#### [Work required]
Copy out each of the following lines word for word, with nothing changed.

Entries on finding named things

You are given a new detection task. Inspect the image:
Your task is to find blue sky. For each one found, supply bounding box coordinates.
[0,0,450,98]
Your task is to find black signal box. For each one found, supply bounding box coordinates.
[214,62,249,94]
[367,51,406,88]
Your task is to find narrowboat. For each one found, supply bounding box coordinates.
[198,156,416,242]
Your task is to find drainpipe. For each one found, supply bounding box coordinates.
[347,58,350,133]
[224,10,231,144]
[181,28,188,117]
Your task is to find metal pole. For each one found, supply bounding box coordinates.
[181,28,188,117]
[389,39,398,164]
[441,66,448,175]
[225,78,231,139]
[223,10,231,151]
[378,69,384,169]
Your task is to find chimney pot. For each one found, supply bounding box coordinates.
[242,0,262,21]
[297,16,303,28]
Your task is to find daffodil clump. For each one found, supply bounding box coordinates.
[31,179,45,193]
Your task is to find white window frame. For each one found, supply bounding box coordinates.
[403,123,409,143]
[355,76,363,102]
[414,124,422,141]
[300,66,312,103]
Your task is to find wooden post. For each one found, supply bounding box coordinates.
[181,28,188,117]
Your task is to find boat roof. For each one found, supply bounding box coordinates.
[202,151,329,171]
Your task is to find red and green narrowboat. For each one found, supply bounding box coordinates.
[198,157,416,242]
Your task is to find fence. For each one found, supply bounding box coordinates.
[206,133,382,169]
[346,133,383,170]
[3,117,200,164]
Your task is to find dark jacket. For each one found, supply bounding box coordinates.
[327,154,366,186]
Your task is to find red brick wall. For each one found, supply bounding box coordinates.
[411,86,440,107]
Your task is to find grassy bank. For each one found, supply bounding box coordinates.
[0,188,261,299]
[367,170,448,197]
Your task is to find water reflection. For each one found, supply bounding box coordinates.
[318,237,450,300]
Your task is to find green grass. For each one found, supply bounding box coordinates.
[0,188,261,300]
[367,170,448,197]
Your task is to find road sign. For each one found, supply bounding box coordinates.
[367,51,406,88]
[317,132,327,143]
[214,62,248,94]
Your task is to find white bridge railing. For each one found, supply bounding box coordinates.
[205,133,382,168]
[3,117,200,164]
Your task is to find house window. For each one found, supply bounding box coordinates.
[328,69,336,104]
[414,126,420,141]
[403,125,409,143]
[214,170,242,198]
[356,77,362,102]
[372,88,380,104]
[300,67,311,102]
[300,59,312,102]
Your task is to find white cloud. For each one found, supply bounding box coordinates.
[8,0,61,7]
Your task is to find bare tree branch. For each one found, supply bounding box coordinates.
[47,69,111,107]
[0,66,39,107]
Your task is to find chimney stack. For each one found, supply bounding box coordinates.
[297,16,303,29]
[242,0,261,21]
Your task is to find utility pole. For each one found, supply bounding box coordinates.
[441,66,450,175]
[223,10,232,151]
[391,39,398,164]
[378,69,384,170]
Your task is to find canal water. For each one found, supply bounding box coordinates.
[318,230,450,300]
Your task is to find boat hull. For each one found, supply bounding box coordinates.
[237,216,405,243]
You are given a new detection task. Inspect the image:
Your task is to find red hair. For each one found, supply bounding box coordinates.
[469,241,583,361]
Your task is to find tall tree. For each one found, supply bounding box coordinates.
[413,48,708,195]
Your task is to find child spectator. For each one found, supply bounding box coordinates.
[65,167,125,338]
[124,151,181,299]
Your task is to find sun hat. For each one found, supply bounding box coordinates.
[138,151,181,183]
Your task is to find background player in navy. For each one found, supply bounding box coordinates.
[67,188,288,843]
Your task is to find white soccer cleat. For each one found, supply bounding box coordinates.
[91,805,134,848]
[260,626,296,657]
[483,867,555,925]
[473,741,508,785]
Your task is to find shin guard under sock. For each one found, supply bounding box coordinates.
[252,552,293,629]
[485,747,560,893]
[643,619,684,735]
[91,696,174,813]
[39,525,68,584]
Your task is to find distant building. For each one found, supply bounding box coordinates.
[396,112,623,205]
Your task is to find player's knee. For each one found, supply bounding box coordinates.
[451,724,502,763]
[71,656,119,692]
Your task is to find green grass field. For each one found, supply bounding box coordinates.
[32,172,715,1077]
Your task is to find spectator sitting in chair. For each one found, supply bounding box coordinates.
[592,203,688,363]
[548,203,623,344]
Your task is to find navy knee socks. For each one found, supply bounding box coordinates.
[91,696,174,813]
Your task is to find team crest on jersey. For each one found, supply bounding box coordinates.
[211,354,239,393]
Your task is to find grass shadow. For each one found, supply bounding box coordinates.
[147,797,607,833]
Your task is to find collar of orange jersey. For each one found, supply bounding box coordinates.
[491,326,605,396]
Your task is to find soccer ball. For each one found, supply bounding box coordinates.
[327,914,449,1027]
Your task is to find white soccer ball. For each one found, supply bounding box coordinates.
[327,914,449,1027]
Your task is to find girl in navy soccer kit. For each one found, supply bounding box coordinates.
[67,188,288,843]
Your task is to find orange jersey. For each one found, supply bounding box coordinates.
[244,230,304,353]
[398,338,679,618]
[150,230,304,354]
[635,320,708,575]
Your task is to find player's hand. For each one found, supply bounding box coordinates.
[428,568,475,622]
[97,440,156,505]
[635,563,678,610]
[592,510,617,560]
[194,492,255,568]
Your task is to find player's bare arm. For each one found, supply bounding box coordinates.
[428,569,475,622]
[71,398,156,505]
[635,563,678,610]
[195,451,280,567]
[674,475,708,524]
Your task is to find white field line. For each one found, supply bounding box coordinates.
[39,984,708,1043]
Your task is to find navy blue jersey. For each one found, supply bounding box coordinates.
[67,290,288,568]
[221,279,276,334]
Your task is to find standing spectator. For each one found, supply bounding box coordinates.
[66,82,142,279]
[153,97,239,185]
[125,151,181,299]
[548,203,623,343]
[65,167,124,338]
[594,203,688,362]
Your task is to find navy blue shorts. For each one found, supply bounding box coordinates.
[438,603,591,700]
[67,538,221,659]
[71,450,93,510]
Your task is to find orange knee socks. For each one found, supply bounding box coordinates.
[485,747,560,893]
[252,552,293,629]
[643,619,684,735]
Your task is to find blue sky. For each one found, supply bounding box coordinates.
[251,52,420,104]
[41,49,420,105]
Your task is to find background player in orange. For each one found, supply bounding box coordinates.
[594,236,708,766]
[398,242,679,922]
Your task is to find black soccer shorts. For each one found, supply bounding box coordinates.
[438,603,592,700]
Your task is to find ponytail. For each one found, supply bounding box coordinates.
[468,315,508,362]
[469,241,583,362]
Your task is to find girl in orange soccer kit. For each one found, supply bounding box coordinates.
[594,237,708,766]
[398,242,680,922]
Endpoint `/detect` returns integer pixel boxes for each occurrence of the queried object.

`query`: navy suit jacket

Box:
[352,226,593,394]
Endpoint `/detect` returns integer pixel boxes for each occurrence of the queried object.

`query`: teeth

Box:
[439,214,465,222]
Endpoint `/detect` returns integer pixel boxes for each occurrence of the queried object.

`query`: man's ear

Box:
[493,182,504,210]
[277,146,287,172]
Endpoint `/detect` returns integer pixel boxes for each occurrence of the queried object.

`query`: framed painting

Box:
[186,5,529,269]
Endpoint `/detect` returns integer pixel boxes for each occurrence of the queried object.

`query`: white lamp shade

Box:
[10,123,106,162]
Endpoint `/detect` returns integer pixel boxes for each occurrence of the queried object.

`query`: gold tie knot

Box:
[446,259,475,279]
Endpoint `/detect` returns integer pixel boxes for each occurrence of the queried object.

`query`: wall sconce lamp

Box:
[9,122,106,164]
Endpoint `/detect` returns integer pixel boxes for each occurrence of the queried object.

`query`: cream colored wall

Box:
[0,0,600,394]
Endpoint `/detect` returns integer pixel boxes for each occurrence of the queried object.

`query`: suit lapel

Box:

#### [Right answer]
You are given a new detection task. Inspect the image:
Your task is to find blue sky. For each one found, supply bounding box coordinates.
[0,0,450,98]
Your task is to find black signal box. For each one found, supply bounding box coordinates.
[214,62,249,94]
[367,51,406,88]
Your task is to find narrowboat. For each one found, supply bounding box coordinates.
[198,156,416,242]
Your task is to find drainpipe. For each one found, supply bounding box coordinates.
[347,58,350,133]
[224,10,231,144]
[181,28,188,117]
Your task is to find metal pole. For each one found, supply bounding box coordinates.
[181,28,188,117]
[389,39,398,164]
[441,66,448,175]
[225,78,231,139]
[223,10,231,151]
[378,69,384,169]
Your task is to find chimney pot. For each one found, supply bounding box coordinates.
[242,0,262,21]
[297,16,303,28]
Your task is to find daffodil clump. For each one found, supply bounding box coordinates.
[31,179,45,193]
Your task is to find white window frame. For each one found, supply bounding box coordinates.
[403,123,409,143]
[355,76,363,102]
[414,124,422,141]
[300,66,312,103]
Your task is to find wooden post. For each one found, supply bounding box coordinates.
[181,28,188,117]
Your task is to find boat roof. For each one found, supply bounding box coordinates.
[202,151,329,171]
Your task is to find red and green narrowboat. For each one found, supply bounding box coordinates.
[198,157,416,242]
Your task is to find fence. For each one found, supply bounding box coordinates.
[206,133,382,169]
[346,133,383,170]
[3,117,200,164]
Your task is to find dark jacket. For each one found, supply bounding box coordinates.
[327,154,366,186]
Your task is to find red brick wall. For each one found, supply bounding box coordinates.
[411,86,440,107]
Your task is to find grassy bank. For each one found, supply bounding box coordinates.
[0,188,261,299]
[367,170,448,197]
Your task is to find water reflection. For each one found, supply bounding box coordinates.
[318,237,450,300]
Your task is to find green grass. For each one found, supply bounding box coordinates.
[0,188,261,300]
[367,170,448,197]
Your task is to find road sign. For each one found, supply bounding box coordinates.
[367,51,406,88]
[317,132,327,143]
[214,62,248,94]
Your task is to find white bridge railing. For each one found, supply bounding box coordinates.
[205,133,382,168]
[3,117,200,164]
Your task is to find house window. For each one found, supply bounding box coordinates.
[328,69,336,104]
[414,126,420,141]
[403,125,409,143]
[214,170,242,198]
[356,77,362,102]
[372,88,380,104]
[300,67,311,102]
[300,59,312,102]
Your task is to find white cloud. For each one found, supply bounding box coordinates.
[8,0,61,7]
Your task is to find bare tree branch. For each one found, supply bounding box coordinates.
[47,69,111,107]
[0,66,39,107]
Your task is to find chimney stack. For each one found, supply bounding box coordinates.
[297,16,303,29]
[242,0,261,21]
Your task is to find utility pole. For each one found, supply bounding box coordinates.
[441,66,450,175]
[223,10,232,151]
[391,39,398,164]
[378,69,384,170]
Your task is to find canal water. For each one found, supply bounding box coordinates.
[318,230,450,300]
Your task is to find boat hull. For each one found, supply bounding box coordinates.
[237,216,405,243]
You are given a new detection task. Inspect the image:
Your task is to find red hair. For each one found, supply bounding box coordinates.
[469,241,583,361]
Your task is to find tall tree. For each one found, supply bounding box coordinates.
[413,48,708,195]
Your task is to find child spectator. For each one found, supply bounding box coordinates.
[65,167,125,338]
[124,151,181,299]
Your task is to find sun hat. For each one found, supply bounding box coordinates.
[138,151,181,183]
Your task is to find background player in navy. For each one found, supply bounding box coordinates.
[67,188,288,843]
Your task is to find white soccer cleat. For each one found, supply bounding box coordinates.
[91,805,134,848]
[260,626,296,657]
[483,867,555,925]
[473,741,508,785]
Your task is to find shin guard under sock. For each one found, supply bounding box coordinates.
[252,552,293,629]
[485,747,560,893]
[643,619,684,735]
[91,696,174,813]
[39,525,68,584]
Your task is to find distant building. For each one found, supply bounding box coordinates.
[396,112,623,205]
Your task is to find player's knee. For each one found, supply bounding box coordinates.
[451,724,502,763]
[71,656,119,692]
Your task is to find green grass field. For each one found, supply bounding box coordinates.
[32,172,715,1077]
Your task is to find spectator sitting in chair. For each one found, supply bounding box coordinates.
[592,203,688,363]
[548,203,623,344]
Your task is to find navy knee socks. For each one found, supply bounding box coordinates.
[91,696,174,813]
Your task is to find team crest on jersey. For each one found, supply bounding box coordinates.
[211,354,239,393]
Your task is to find grass shadow. For each one found, supply bounding box coordinates.
[147,797,607,833]
Your task is to find collar of orange jersey. For each one found, supply bounding box coordinates.
[491,326,605,396]
Your task is to find soccer ball. For each one found, supply bounding box coordinates.
[327,914,449,1027]
Your task is to find white soccer ball. For each one found, supply bounding box coordinates.
[327,914,449,1027]
Your task is to find girl in navy soccer kit. For each one found, supply bounding box coordinates.
[67,188,288,843]
Your task is to find orange jersey. For each one found, supply bounding box coordinates.
[244,230,304,353]
[398,338,679,618]
[150,230,304,354]
[635,320,708,575]
Your task is to find player's hand. For each one found, supply bounding box coordinates.
[428,568,475,622]
[97,440,156,505]
[635,563,678,610]
[592,510,617,560]
[194,492,255,568]
Your task is to find player's bare arm. For each one found, supply bounding box coordinates.
[428,569,475,622]
[71,398,156,505]
[635,563,678,610]
[195,451,280,567]
[674,475,708,524]
Your task is to find white field line. For each one found, supply bounding box coordinates.
[39,984,708,1043]
Your task is to find navy blue jersey. For each one found, supply bounding box coordinates.
[67,290,288,568]
[221,279,276,334]
Your task is to find standing spectator. For each one found, supply bounding box coordinates.
[66,82,142,279]
[153,97,239,185]
[125,151,181,299]
[548,203,623,343]
[65,167,124,338]
[594,203,688,362]
Your task is to find navy blue shorts. For each one found, supply bounding box coordinates.
[438,603,591,700]
[67,538,221,659]
[71,450,93,510]
Your task is to find orange knee socks. For each one found, supply bounding box coordinates.
[485,747,560,893]
[252,552,293,629]
[643,619,684,735]
Your task is to find blue sky. For each one found, supply bounding box coordinates.
[251,52,420,104]
[41,49,420,105]
Your task is to find background player in orange. For each one found, supply bounding box coordinates.
[594,236,708,766]
[398,242,679,922]
Your task is to find black soccer shorts. For each one found, supply bounding box coordinates.
[438,603,592,700]
Your task is to find ponytail. For each one found, supply bounding box coordinates.
[468,315,508,362]
[469,241,583,362]
Your task is to find girl in orange soccer kit. For each one found, supply bounding box coordinates.
[594,237,708,766]
[398,242,680,922]
Endpoint `/detect` returns integer pixel boxes for each occurrence of the queried object.

`query`: navy suit jacket

Box:
[352,226,593,394]
Endpoint `/detect` returns integer pixel boxes for each occurrence of the queried object.

`query`: teeth

Box:
[439,214,465,222]
Endpoint `/detect` returns integer pixel boxes for each occurrence of the queried object.

`query`: man's ear

Box:
[493,182,504,210]
[277,146,287,172]
Endpoint `/detect` returns integer pixel boxes for each occurrence of the queried object.

`query`: framed painting

Box:
[186,5,529,269]
Endpoint `/detect` returns integer pixel boxes for each occurrence of the queried object.

`query`: white lamp shade

Box:
[10,123,106,162]
Endpoint `/detect` returns integer pixel boxes for each occurrence of the queried object.

`query`: gold tie knot

Box:
[446,259,475,279]
Endpoint `/detect` returns integer pixel boxes for each occurrence of the queried object.

`query`: wall sconce lamp

Box:
[9,122,106,164]
Endpoint `/detect` returns integer pixel boxes for each occurrence of the queried object.

`query`: cream colored wall

Box:
[0,0,600,394]
Endpoint `/detect` returns integer pixel boxes for each occurrence of the queried object.

`query`: suit lapel

Box:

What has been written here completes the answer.